### Direction a:
Could you quote the rows below, starting at the line that contains "Each instance of the bald" and stopping after the line that contains "Query: bald man"?

Understanding type specifiers in Common Lisp

Understanding type specifiers in Common Lisp - common-lisp

I've found a great example of type checking in LispWorks Hyper Spec, but the "type specifier" link leads to a mere glossary not the denotation, and I got a little confused with the syntax.
In (check-type n (integer 0 *) "a positive integer") what does (integer 0 *) mean? I assume it means inclusive range from 0 to infinity, but is this so?

Yes you can use type specifiers in common lisp, they can be very powerful if your compiler chooses to use them. While you may find uses for check-type, the most common kinds of type specifications come in the form of declarations.
The declare expression is not only used for types however it has a number of declaration identifiers and common lisp implementations are actually free to add their own.
The bit you are interested in though is 'types' and more specifically than that 'Type Specifiers'. That page will give you the low-down on a variety of ways to specify types, including the way you mentioned in your question.
Again be aware that your implementation doesn’t have to use the declarations it could just ignore them! Here is some more info on that.
And for some example code, here is the example that got me understanding the basics of how this works. Here and more here.
From the 4.2.3 Type Specifiers:
If a type specifier is a list, the car of the list is a symbol, and
the rest of the list is subsidiary type information. Such a type
specifier is called a compound type specifier. Except as explicitly
stated otherwise, the subsidiary items can be unspecified. The
unspecified subsidiary items are indicated by writing *. For example,
to completely specify a vector, the type of the elements and the
length of the vector must be present.
(vector double-float 100)
The following leaves the length unspecified:
(vector double-float *)
The following leaves the element type unspecified:
(vector * 100)

### Point placement rows:
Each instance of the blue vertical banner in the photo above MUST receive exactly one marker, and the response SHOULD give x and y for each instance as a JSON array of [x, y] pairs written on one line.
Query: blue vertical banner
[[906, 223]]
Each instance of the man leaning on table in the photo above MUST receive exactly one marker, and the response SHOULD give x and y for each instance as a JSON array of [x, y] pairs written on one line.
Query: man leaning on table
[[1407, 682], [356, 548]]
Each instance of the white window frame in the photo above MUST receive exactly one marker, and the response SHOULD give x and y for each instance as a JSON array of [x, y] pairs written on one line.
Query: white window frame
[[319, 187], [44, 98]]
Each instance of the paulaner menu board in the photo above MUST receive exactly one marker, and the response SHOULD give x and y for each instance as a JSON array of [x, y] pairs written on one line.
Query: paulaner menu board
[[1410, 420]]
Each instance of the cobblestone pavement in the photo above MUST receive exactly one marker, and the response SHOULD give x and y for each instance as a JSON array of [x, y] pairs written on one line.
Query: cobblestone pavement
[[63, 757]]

* * *

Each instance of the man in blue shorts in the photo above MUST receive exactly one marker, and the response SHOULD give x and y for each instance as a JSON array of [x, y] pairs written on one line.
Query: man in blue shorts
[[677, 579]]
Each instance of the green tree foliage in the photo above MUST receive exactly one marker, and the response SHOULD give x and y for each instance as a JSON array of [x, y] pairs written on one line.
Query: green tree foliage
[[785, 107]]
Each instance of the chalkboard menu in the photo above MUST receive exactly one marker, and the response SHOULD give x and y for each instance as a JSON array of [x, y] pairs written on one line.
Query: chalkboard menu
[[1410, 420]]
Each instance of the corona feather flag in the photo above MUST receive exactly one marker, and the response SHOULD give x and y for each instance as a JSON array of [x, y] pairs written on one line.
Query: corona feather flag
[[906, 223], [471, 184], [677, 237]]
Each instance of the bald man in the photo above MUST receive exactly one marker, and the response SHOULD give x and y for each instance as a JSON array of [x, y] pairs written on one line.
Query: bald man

### Direction b:
Can you print the entire Common Lisp type specifiers thread above without changing anything?

### Complete answer a:
Each instance of the bald man in the photo above MUST receive exactly one marker, and the response SHOULD give x and y for each instance as a JSON array of [x, y] pairs written on one line.
Query: bald man

### Complete answer b:
Understanding type specifiers in Common Lisp

Understanding type specifiers in Common Lisp - common-lisp

I've found a great example of type checking in LispWorks Hyper Spec, but the "type specifier" link leads to a mere glossary not the denotation, and I got a little confused with the syntax.
In (check-type n (integer 0 *) "a positive integer") what does (integer 0 *) mean? I assume it means inclusive range from 0 to infinity, but is this so?

Yes you can use type specifiers in common lisp, they can be very powerful if your compiler chooses to use them. While you may find uses for check-type, the most common kinds of type specifications come in the form of declarations.
The declare expression is not only used for types however it has a number of declaration identifiers and common lisp implementations are actually free to add their own.
The bit you are interested in though is 'types' and more specifically than that 'Type Specifiers'. That page will give you the low-down on a variety of ways to specify types, including the way you mentioned in your question.
Again be aware that your implementation doesn’t have to use the declarations it could just ignore them! Here is some more info on that.
And for some example code, here is the example that got me understanding the basics of how this works. Here and more here.
From the 4.2.3 Type Specifiers:
If a type specifier is a list, the car of the list is a symbol, and
the rest of the list is subsidiary type information. Such a type
specifier is called a compound type specifier. Except as explicitly
stated otherwise, the subsidiary items can be unspecified. The
unspecified subsidiary items are indicated by writing *. For example,
to completely specify a vector, the type of the elements and the
length of the vector must be present.
(vector double-float 100)
The following leaves the length unspecified:
(vector double-float *)
The following leaves the element type unspecified:
(vector * 100)